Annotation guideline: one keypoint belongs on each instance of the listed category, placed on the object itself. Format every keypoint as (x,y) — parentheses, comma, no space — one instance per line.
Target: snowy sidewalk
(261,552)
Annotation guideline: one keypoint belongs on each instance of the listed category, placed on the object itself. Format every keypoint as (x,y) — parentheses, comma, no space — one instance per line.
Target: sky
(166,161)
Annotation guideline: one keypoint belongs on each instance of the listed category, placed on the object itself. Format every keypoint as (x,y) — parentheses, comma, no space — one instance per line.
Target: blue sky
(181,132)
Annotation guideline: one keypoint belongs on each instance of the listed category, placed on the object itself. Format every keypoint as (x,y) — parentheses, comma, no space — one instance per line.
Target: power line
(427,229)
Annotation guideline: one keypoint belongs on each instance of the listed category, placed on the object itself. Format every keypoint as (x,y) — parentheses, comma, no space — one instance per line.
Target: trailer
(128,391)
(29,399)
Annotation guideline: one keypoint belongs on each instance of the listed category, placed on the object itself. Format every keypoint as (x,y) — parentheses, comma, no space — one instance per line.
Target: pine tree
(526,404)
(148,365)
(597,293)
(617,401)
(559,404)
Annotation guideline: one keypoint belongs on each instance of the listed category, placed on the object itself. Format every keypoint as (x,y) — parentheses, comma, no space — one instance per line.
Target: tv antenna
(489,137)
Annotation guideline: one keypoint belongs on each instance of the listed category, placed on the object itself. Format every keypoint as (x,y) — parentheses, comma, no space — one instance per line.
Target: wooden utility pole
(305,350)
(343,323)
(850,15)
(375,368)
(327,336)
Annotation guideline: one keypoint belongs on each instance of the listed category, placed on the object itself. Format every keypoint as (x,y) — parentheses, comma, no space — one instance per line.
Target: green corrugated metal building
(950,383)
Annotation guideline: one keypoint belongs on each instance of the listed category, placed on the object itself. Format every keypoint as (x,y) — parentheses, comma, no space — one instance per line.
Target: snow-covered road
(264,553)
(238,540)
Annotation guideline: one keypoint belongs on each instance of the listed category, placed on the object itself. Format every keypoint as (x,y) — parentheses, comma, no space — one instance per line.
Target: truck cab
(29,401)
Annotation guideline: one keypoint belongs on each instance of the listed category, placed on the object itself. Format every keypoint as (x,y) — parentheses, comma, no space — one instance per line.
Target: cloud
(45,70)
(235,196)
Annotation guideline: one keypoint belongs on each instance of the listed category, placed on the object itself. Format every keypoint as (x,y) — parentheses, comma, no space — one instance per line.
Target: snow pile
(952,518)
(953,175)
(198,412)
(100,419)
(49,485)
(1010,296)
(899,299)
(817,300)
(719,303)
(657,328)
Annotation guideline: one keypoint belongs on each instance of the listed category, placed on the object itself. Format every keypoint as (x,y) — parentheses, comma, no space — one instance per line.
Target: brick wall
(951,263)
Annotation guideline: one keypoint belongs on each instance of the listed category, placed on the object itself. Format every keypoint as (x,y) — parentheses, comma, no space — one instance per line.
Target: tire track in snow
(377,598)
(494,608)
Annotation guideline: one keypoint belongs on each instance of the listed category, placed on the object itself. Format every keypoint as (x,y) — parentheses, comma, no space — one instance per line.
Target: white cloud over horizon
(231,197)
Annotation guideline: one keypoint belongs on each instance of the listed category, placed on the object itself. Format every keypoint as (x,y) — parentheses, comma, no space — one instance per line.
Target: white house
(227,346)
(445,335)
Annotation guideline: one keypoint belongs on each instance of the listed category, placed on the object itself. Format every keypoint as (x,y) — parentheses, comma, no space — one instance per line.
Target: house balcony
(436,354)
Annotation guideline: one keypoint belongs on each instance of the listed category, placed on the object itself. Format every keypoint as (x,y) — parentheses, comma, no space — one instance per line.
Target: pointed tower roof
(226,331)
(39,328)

______________________________

Repeat the data in full, keeping each word exactly as it is.

— Answer space —
Annotation guideline: one keypoint belongs on each instance of the listed category, placed on the object itself. Format every keypoint as (x,y) — parentheses, comma, no space — one instance per line.
Target: snowy sidewalk
(261,552)
Annotation guideline: one keypoint belongs on each instance of the listed category, placed on the object itself. Format every keypoint as (x,y) — parentheses, comma, no space — one instance per line.
Target: sky
(166,161)
Annotation guideline: one keypoint belongs on each instance of the listed category, placed on the object itself. Format every keypoint as (x,y) — parentheses, comma, no space — one instance per line.
Target: blue sky
(181,132)
Annotation guideline: one keypoint belongs on each instance of the listed category, placed on the object itself. Format every keypoint as (x,y) — parentheses, comma, no space — one instance per line.
Target: power line
(427,229)
Annotation guideline: one keypoint belongs on each instance of the listed category, placed on the object itself. Format every keypoint as (x,y) — parentheses, comma, no space — one instance per line.
Target: trailer
(128,391)
(29,399)
Annotation guideline: one keypoint belongs on each instance of the listed category, placed on the object itself. Format every keypoint as (x,y) — parentheses, comma, no space — one instance per line.
Target: pine tree
(526,404)
(148,365)
(597,293)
(617,401)
(559,404)
Annotation guideline: one keypoint belongs on each instance of the listed category, placed on the object itself. Format every keypoint as (x,y) — parentheses, comma, no space — one instance per line.
Target: tv antenna
(489,137)
Annotation guideline: one keypoint belongs on each instance of the listed category, placed on the object itself. Format every keypoint as (x,y) — parentheses, comma, no space — one instance per line.
Target: wooden utility pole
(305,350)
(343,323)
(850,15)
(375,368)
(327,336)
Annotation guideline: one keypoint belongs on each instance of the listed category, placed on the object itself. Format every keypoint as (x,y) — parentheses, comma, no space — one instance per line.
Target: green corrugated metal building
(950,383)
Annotation guideline: one keypoint belongs on each instance of the listed category, placed on the object itself. Format every keypoint as (x,y) — parentheses, comma, no space — one instance per line.
Target: snow-covered road
(264,553)
(238,540)
Annotation guideline: one keypoint belongs on each instance of the listed category, placed on the object itself. Format every keypoint as (x,y) — parentheses, comma, no space — one instance per line.
Target: truck cab
(29,401)
Annotation guideline: one keypoint belongs on each instance of the listed category, placed on the object itself. Format every keypoint as (x,y) — parentheses, comma, no space — one instance per line.
Target: cloud
(45,70)
(235,196)
Annotation guideline: one keypoint belongs on each instance of the listed category, placed on the object itself. Format every keypoint as (x,y) — parentheses, comma, no space — one instance per line.
Target: snow pile
(952,518)
(953,175)
(198,412)
(100,419)
(49,485)
(1010,296)
(899,299)
(817,300)
(719,303)
(657,328)
Annotation guideline: one keypoint belongs on each instance of the listed category, placed on the object itself. Format every keypoint as (x,y) — parentheses, comma, no space — one instance per line.
Target: brick wall
(951,263)
Annotation guideline: one keypoint belongs on each instance of the listed category, placed on the object itself. Format every keypoint as (x,y) — parentheses, comma, no space — one instance per line.
Target: tire track in snow
(377,598)
(494,608)
Annotation guideline: one keypoint belongs on each instance of the listed category, placed on the object itself. Format every keypoint as (x,y) — parentheses, comma, no space — one instance per line.
Target: white cloud over horizon
(231,197)
Annotation guideline: one keypoint belongs on each instance of the listed category, placed on the object itself. Format every keypoint as (x,y) — parentheses, comma, no space — one instance per line.
Target: white house
(227,346)
(445,335)
Annotation guideline: one keypoint belongs on each instance of the listed category, placed on the object itself. Format every keypoint as (x,y) — parentheses, comma, no space — one instance per line.
Target: house balcony
(436,354)
Annotation guideline: one keypoint belongs on each instance of the listed category, placed on the object itself. Format every keypoint as (x,y) — parentheses, comma, no space — one instance per line.
Target: pointed tower roof
(226,331)
(39,328)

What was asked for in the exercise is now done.